▶ **GOAL**: Return only the lines starting at the line that contains "Please mark the man in light" and ending with the final line of the listing; include both endpoints.

═════ GIVEN DATA ═════

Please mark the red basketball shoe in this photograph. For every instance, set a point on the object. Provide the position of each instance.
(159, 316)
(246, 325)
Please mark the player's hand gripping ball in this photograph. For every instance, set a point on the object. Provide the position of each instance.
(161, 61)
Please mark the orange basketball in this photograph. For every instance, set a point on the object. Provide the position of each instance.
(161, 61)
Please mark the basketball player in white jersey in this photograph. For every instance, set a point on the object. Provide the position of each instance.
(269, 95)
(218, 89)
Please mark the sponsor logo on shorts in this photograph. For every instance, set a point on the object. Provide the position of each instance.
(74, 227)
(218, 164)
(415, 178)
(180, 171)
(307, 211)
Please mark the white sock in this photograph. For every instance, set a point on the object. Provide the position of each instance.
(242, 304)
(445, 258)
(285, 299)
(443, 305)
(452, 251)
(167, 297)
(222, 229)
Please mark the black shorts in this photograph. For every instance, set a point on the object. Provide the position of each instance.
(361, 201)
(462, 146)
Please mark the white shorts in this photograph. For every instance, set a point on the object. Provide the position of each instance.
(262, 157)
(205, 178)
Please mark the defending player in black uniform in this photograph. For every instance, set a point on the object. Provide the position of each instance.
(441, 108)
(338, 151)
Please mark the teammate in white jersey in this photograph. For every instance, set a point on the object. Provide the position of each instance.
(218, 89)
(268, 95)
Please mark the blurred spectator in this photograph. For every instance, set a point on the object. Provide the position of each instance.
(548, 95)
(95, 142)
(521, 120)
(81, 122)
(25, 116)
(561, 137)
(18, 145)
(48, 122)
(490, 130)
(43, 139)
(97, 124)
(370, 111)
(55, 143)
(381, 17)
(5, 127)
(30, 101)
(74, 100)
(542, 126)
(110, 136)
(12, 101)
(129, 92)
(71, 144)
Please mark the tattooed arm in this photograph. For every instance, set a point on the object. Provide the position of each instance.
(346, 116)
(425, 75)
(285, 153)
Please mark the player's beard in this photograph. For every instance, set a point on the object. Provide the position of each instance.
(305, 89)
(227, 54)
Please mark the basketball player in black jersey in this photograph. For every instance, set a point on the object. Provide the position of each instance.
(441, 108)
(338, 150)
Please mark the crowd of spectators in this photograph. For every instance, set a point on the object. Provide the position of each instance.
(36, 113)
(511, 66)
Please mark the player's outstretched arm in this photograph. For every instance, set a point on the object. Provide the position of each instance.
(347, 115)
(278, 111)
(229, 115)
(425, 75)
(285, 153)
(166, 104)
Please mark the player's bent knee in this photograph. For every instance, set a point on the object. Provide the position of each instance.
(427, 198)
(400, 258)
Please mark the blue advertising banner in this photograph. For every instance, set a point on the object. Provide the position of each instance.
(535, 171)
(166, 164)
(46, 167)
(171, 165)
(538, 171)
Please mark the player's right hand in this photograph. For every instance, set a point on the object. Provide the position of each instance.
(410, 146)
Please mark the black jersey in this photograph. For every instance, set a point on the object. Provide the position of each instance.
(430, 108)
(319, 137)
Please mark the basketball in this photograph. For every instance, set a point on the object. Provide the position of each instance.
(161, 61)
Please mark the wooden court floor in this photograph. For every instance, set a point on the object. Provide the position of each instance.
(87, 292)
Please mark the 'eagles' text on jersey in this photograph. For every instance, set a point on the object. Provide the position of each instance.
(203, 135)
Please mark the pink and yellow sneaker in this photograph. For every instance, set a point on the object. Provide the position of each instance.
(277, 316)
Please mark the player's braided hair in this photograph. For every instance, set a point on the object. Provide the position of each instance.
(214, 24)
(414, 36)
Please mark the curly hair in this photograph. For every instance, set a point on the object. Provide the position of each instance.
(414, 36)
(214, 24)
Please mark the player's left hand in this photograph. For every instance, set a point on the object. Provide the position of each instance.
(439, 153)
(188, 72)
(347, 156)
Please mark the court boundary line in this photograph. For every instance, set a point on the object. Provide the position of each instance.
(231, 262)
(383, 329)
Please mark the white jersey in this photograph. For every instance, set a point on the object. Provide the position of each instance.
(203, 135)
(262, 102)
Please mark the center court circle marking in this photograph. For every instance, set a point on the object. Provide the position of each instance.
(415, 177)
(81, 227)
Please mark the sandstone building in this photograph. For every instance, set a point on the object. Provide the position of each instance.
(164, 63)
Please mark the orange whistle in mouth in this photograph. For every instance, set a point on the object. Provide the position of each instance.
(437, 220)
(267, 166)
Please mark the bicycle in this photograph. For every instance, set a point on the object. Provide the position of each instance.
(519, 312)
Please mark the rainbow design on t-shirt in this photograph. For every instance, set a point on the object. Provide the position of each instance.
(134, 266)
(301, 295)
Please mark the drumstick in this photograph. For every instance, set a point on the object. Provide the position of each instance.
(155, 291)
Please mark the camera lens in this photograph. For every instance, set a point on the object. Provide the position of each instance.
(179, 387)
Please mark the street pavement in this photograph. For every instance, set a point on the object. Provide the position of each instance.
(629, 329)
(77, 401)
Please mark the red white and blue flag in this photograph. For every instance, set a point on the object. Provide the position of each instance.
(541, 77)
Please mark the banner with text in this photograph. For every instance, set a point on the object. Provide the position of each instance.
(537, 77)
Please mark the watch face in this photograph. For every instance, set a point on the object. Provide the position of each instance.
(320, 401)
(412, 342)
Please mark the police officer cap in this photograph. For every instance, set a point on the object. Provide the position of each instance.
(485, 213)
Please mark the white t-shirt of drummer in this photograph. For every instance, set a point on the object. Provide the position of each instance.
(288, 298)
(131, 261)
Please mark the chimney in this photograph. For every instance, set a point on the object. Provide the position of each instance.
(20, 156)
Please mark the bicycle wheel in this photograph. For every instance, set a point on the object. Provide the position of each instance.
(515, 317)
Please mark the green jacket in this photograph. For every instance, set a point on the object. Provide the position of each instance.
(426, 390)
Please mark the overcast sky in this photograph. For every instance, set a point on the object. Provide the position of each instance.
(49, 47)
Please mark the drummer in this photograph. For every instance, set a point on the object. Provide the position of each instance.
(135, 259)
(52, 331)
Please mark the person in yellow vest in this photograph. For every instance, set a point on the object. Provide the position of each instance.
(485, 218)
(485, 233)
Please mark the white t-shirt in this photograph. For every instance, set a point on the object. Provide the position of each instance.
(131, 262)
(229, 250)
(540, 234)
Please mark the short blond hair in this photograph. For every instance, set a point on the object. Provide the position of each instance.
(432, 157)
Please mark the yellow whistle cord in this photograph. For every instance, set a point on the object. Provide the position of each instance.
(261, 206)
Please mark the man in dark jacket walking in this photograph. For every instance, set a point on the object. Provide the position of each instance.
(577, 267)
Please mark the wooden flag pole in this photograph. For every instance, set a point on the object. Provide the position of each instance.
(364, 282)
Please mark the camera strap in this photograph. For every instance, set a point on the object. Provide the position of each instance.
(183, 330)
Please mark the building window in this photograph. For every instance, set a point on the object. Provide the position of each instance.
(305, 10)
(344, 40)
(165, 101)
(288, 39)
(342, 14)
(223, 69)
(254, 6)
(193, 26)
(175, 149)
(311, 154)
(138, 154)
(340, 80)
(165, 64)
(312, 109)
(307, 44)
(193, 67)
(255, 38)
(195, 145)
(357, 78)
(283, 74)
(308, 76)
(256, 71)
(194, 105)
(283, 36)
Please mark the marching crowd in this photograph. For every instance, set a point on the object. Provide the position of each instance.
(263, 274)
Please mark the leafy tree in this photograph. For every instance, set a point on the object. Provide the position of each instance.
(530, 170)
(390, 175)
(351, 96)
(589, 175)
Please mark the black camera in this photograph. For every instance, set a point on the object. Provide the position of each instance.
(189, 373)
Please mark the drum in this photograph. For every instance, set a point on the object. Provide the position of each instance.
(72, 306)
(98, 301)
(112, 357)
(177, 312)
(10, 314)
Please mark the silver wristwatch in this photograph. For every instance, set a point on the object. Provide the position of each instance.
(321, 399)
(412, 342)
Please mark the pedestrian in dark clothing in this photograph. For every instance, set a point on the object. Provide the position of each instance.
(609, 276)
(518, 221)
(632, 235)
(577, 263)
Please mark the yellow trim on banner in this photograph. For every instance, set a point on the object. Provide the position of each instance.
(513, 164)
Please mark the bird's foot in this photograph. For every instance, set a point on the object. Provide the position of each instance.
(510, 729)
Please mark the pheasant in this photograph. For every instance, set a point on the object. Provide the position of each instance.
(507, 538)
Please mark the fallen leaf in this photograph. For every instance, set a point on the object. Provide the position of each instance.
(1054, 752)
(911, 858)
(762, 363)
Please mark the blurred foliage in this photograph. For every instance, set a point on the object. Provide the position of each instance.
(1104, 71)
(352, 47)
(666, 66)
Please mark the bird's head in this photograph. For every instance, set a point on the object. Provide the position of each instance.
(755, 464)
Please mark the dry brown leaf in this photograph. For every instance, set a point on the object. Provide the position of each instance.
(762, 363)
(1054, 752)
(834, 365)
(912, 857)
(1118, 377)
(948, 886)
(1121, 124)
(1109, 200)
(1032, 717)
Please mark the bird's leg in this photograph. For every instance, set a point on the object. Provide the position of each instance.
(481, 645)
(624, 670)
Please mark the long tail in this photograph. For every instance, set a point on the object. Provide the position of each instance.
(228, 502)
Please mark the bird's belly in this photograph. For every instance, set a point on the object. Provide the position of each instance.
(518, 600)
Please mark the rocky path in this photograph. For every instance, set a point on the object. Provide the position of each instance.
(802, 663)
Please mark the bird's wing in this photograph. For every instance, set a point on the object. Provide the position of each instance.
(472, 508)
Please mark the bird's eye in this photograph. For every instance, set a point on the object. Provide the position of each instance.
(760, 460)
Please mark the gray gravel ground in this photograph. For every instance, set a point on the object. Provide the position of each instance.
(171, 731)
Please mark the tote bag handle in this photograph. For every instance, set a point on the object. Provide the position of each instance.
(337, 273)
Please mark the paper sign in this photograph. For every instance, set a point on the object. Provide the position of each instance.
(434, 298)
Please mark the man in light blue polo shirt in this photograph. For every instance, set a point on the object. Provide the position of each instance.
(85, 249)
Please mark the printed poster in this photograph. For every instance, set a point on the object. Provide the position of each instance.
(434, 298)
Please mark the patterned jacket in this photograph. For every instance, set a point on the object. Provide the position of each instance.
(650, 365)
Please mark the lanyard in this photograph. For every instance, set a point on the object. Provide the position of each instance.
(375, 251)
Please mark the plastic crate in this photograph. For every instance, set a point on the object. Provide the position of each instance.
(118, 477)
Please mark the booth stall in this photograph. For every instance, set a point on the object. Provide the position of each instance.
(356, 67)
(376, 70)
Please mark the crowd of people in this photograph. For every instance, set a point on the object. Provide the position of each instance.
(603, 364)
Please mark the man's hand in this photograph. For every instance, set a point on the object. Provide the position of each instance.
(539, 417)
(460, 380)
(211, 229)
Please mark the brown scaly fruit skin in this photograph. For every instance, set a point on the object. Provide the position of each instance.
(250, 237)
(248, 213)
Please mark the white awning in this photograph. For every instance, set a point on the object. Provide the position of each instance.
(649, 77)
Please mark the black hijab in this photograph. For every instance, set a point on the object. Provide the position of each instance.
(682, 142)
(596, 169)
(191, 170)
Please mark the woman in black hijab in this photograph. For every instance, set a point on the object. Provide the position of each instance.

═════

▶ **FINAL RESULT**:
Please mark the man in light blue polo shirt in this photograph. For every instance, set a point on the object. Provide the position of each instance.
(85, 249)
Please mark the printed poster in this photograph. For every instance, set a point on the object. Provide the position of each instance.
(434, 298)
Please mark the patterned jacket in this photograph. For every instance, set a point on the object. Provide the position of each instance.
(650, 365)
Please mark the lanyard in this photograph. For every instance, set a point on the object. Provide the position of each instance.
(375, 251)
Please mark the plastic crate in this photograph. For every instance, set a point on the object. Provide the position of each instance.
(118, 477)
Please mark the booth stall in this photograph. For every instance, set a point on the object. Provide the position of each instance.
(356, 67)
(376, 70)
Please mark the crowd of people in this photograph. For every instance, set a point on the object. Provide the position of each instance.
(603, 364)
Please mark the man's hand in this photograph. For every instance, set a point on the object. Provide the position of each instance.
(539, 417)
(460, 380)
(211, 229)
Please mark the brown scaly fruit skin in this photograph. For every instance, set a point on the object. Provide the position of each instance.
(250, 237)
(248, 213)
Please mark the white awning in this photograph. For every instance, set a point on the object. Provide the position of each instance.
(649, 77)
Please mark the black hijab in this photograph. For every instance, set a point on the object. Provide the position of each instance.
(682, 142)
(596, 169)
(191, 170)
Please mark the woman in black hijab in this photograph. For every instance, set a point on the object. Provide the position of each instance.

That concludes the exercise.